**Задания:**
1) В каком году, судя по отрывку текста, погиб брат отца?
2) Объясните по отрывку текста, как отец переживал гибель своего брата.

**Отрывок текста:**

☆ ☆ ☆ ☆ ☆ ☆ ☆

Сегодня
|
|
Разделы сайта
|
|
О городе
|
|
Справочники г.Гуково
|
|
О нас
|
|
|
|
Новости сайта
|
НАША ИСТОРИЯ28.06.2011 | Прилагаю еще один архив с несколькими рассказами отца. Среди них не первый уже рассказ о его брате, погибшем в 1942 г. Отец очень тяжело переживал потерю брата и, я бы сказал, эта боль не утихала у него на протяжении всей жизни. Опубликуйте, пожалуйста, когда будет оказия. Спасибо. Николай Ренжиглов.

☆ ☆ ☆ ☆ ☆ ☆ ☆

Пункты с указанием и подписью:
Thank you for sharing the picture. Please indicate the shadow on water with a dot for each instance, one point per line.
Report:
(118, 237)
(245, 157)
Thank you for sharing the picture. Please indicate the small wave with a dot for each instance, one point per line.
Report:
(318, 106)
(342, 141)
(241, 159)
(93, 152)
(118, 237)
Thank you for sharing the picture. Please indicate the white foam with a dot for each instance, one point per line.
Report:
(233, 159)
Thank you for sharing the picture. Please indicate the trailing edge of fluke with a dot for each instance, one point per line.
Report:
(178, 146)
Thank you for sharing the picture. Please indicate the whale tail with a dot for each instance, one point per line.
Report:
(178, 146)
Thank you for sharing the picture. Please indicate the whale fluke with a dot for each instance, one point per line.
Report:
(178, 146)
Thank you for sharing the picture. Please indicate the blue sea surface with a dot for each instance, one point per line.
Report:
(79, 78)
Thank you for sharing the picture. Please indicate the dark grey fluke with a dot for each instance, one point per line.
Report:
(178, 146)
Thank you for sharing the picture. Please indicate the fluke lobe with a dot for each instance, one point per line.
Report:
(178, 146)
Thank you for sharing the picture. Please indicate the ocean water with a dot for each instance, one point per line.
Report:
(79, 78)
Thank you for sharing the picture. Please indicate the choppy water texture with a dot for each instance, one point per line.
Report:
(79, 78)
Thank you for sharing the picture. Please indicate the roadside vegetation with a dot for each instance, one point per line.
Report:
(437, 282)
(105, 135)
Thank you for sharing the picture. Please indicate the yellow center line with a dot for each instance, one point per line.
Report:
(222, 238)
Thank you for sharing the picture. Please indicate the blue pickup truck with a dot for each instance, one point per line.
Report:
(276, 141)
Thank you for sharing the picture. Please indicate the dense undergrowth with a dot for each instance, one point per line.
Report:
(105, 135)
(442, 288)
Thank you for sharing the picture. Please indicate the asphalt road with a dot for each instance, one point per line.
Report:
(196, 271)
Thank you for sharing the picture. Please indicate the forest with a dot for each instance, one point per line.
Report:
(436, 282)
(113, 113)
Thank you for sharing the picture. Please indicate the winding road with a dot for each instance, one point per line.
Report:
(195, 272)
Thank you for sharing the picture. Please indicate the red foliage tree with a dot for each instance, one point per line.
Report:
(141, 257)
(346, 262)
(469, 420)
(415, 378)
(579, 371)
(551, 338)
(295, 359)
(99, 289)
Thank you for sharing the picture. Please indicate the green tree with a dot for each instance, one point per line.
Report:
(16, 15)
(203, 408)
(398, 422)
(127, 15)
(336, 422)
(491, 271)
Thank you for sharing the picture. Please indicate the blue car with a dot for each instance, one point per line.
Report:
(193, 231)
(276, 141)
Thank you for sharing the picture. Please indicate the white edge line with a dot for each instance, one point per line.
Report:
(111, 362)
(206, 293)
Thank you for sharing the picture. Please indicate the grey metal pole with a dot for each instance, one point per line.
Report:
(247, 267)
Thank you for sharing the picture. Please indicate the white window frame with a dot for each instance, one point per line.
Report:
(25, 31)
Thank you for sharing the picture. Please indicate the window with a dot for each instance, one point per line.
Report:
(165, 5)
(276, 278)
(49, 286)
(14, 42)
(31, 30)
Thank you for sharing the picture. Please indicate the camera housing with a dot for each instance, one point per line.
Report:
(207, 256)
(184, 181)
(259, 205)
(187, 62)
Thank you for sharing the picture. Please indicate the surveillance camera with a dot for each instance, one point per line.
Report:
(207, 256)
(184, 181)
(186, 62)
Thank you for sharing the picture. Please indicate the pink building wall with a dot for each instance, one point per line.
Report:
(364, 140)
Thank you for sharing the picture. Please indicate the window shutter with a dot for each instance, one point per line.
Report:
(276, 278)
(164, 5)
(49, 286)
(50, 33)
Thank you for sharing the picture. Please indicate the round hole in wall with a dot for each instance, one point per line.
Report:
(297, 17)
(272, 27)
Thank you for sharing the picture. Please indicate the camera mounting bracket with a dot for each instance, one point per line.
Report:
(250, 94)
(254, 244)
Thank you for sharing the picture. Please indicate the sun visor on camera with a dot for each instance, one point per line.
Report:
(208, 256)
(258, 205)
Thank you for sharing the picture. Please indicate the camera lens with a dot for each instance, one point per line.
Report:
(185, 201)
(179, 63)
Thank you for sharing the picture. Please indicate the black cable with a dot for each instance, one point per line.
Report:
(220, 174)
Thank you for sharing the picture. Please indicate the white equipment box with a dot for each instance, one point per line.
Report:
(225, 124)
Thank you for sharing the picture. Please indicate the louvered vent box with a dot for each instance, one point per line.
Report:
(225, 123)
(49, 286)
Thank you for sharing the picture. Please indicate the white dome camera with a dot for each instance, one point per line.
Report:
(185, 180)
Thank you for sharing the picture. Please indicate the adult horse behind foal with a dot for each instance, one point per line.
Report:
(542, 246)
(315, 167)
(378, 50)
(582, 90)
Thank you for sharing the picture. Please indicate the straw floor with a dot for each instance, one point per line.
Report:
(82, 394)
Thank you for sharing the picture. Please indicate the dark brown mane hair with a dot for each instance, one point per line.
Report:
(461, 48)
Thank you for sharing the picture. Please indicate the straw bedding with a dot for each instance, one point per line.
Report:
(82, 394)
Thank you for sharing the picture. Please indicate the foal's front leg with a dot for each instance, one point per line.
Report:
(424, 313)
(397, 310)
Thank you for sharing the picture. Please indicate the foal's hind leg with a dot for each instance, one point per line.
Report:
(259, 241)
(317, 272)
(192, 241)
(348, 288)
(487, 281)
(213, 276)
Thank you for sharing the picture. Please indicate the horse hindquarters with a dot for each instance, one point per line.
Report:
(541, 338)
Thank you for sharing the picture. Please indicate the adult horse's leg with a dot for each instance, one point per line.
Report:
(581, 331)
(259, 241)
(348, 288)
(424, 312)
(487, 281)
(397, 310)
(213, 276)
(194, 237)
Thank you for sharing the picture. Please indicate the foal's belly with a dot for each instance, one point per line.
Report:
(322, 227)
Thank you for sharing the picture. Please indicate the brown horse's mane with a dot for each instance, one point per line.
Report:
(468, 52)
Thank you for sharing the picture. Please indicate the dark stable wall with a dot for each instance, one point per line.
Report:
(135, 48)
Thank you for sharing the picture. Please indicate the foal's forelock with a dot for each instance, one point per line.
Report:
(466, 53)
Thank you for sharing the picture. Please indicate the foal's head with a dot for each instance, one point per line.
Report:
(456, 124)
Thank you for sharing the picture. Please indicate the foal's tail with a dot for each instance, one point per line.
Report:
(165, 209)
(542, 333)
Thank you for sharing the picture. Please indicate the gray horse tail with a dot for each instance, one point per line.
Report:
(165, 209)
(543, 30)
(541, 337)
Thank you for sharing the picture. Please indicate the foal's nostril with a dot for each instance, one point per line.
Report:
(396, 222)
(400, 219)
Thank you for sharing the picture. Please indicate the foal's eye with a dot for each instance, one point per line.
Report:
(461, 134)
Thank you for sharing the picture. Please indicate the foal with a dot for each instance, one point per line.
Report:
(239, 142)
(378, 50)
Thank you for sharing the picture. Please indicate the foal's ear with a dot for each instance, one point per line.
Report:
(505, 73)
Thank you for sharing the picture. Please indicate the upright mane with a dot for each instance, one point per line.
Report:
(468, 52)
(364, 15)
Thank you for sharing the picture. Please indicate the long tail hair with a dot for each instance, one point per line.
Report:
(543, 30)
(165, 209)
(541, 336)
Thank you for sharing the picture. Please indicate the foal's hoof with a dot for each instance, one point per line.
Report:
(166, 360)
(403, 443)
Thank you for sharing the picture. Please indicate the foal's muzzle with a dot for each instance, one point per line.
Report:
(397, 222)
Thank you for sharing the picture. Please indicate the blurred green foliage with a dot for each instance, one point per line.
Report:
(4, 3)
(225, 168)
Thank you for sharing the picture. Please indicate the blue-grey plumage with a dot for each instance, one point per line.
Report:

☆ ☆ ☆ ☆ ☆ ☆ ☆

**Ответы по заданиям:**
1) В 1942 году.

2) Отец очень тяжело переживал потерю брата, погибшего в 1942 году. Эта боль не утихала у него всю жизнь.